-- begin Text --

How fast was the transition from Old to Middle English? Let's take a quick tour of English through the Middle
Ages:
---------------------------------------
Earlier Old English: Beowulf (700-1000)

Snyredon ætsomne, þa secg wisode,
under Heorotes hrof; heaþorinc eode,
heard under helme, þæt he on heorðe gestod,
Beowulf ma ---ode ðelon him byrne scan,
searonet seowed smiþes orþancum--- :
`Wæs þu, Hroðgar, hal! Ic eom Higelaces
mæg ond magoðegn; hæbbe ic mærða fela
ongunnen on geogoþe.

Later Old English: Charter of Cnut (1020)

Cnut cyning gret his arcebiscopas and his leod-biscopas and Þurcyl eorl and ealle his eorlas and ealne his
þeodscype, twelfhynde and twyhynde, gehadode and læwede, on Englalande freondlice.
And ic cyðe eow, þæt ic wylle beon hold hlaford and unswicende to godes gerihtum and to rihtre woroldlage.
ic nam me to gemynde þa gewritu and þa word, þe se arcebiscop Lyfing me fram þam papan brohte of Rome,
þæt ic scolde æghwær godes lof upp aræran and unriht alecgan and full frið wyrcean be ðære mihte, þe me god
syllan wolde.

Earlier Middle English: Ormulum (12th century)

Forrþrihht anan se time comm
þatt ure Drihhtin wollde
ben borenn i þiss middellærd
forr all mannkinne nede
he chæs himm sone kinnessmenn
all swillke summ he wollde
and whær he wollde borenn ben
he chæs all att hiss wille.

Later Middle English: Canterbury Tales, Chaucer, 14th century:

Whan that Aprill, with his shoures soote
The droghte of March hath perced to the roote
And bathed every veyne in swich licour,
Of which vertu engendred is the flour;
Whan Zephirus eek with his sweete breeth
Inspired hath in every holt and heeth
The tendre croppes, and the yonge sonne
Hath in the Ram his halfe cours yronne,
And smale foweles maken melodye,
That slepen al the nyght with open ye
(So priketh hem Nature in hir corages);
Thanne longen folk to goon on pilgrimages
And palmeres for to seken straunge strondes
To ferne halwes, kowthe in sondry londes;
And specially from every shires ende
Of Engelond, to Caunterbury they wende,
The hooly blisful martir for to seke
That hem hath holpen, whan that they were seeke.

-- end Text --

In the text on Old and Middle English, what year is given for the Charter of Cnut?

-- begin Extracted records --

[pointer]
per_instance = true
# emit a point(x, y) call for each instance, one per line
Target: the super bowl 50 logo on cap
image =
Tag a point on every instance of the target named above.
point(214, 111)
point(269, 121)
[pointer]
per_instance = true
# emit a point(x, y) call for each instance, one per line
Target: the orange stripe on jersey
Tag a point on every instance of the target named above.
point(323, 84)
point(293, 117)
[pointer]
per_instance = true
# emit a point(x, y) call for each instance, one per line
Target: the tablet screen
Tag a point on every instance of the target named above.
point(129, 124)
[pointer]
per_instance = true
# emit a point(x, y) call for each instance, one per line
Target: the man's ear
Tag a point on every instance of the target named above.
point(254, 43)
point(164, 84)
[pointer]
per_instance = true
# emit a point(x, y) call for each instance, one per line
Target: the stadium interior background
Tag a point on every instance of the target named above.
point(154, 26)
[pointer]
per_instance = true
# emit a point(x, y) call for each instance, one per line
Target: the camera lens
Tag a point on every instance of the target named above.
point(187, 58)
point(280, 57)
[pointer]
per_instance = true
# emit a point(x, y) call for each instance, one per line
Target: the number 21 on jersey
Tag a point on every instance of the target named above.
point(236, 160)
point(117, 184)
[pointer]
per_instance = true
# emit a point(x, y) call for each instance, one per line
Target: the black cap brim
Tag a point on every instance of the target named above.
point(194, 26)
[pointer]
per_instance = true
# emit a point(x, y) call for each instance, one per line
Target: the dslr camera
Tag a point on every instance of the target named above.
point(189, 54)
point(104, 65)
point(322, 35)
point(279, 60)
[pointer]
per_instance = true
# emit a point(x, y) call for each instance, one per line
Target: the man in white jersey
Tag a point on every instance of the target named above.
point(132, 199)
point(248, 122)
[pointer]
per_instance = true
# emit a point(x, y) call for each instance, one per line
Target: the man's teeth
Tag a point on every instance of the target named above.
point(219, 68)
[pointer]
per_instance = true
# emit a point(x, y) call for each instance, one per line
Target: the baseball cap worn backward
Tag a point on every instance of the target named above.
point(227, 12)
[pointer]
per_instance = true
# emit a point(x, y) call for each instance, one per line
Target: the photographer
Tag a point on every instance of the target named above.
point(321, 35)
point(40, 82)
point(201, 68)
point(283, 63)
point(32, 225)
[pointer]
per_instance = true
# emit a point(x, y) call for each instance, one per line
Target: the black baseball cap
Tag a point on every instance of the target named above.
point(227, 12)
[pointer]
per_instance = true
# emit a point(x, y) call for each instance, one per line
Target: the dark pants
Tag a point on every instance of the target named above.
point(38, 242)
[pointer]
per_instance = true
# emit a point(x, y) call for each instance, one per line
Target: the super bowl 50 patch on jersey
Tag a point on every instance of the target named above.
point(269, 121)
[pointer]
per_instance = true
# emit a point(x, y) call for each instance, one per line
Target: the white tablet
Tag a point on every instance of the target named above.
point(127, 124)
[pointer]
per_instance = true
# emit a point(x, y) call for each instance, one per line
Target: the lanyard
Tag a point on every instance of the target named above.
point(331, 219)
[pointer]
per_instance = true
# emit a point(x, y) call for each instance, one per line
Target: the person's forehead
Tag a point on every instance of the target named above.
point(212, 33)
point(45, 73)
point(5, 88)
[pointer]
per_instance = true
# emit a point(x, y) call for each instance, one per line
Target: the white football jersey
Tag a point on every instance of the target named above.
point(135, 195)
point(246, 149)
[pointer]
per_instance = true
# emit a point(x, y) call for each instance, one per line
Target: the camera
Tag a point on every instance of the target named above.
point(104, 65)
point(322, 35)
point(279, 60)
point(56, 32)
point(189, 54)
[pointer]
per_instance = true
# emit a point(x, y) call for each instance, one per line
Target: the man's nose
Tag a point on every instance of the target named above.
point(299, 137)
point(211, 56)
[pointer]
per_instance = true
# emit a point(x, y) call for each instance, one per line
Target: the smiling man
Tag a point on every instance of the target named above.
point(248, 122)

-- end Extracted records --
-- begin Extracted records --

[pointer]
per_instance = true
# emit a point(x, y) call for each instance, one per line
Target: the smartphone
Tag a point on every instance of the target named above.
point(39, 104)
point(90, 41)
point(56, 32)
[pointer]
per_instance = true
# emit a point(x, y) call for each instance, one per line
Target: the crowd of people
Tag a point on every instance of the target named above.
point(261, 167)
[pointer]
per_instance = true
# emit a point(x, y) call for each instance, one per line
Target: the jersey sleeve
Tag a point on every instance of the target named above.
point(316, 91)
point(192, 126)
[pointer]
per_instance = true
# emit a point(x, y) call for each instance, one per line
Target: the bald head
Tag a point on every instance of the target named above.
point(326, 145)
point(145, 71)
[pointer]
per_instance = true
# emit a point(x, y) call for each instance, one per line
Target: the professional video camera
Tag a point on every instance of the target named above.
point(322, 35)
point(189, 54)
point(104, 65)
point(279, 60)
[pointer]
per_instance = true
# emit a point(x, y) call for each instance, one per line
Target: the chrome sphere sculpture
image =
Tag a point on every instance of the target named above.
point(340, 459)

-- end Extracted records --
-- begin Extracted records --

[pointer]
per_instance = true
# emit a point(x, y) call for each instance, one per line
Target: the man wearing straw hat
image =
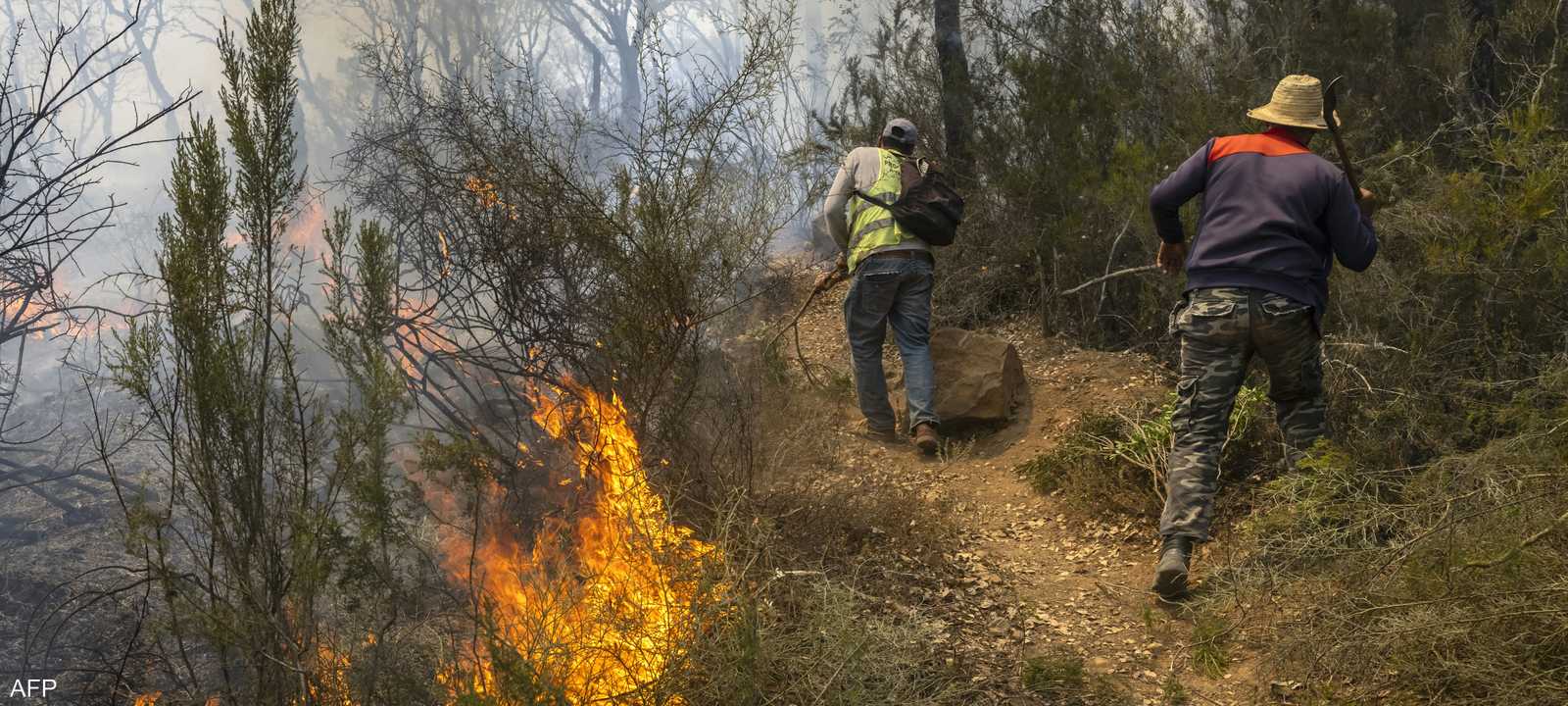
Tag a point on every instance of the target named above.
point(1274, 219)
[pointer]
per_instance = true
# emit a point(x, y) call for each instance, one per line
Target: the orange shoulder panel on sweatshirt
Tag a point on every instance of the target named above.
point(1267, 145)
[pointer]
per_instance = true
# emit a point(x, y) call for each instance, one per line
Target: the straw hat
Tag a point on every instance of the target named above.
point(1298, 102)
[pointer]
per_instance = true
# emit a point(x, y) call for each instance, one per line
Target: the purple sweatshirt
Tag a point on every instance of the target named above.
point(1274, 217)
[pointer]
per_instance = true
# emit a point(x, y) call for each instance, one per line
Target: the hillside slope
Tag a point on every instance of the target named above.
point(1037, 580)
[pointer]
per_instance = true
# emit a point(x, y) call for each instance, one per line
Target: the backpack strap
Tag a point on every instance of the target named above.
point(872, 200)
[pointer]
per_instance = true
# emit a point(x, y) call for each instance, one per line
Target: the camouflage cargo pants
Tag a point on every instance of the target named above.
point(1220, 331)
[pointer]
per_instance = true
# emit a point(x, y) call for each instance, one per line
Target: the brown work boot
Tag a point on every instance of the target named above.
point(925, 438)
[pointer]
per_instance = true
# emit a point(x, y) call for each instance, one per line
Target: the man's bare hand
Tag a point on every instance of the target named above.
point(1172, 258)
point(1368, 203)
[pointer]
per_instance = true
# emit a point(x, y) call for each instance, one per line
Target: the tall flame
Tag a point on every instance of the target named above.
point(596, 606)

-- end Extracted records --

- _The response_: 1020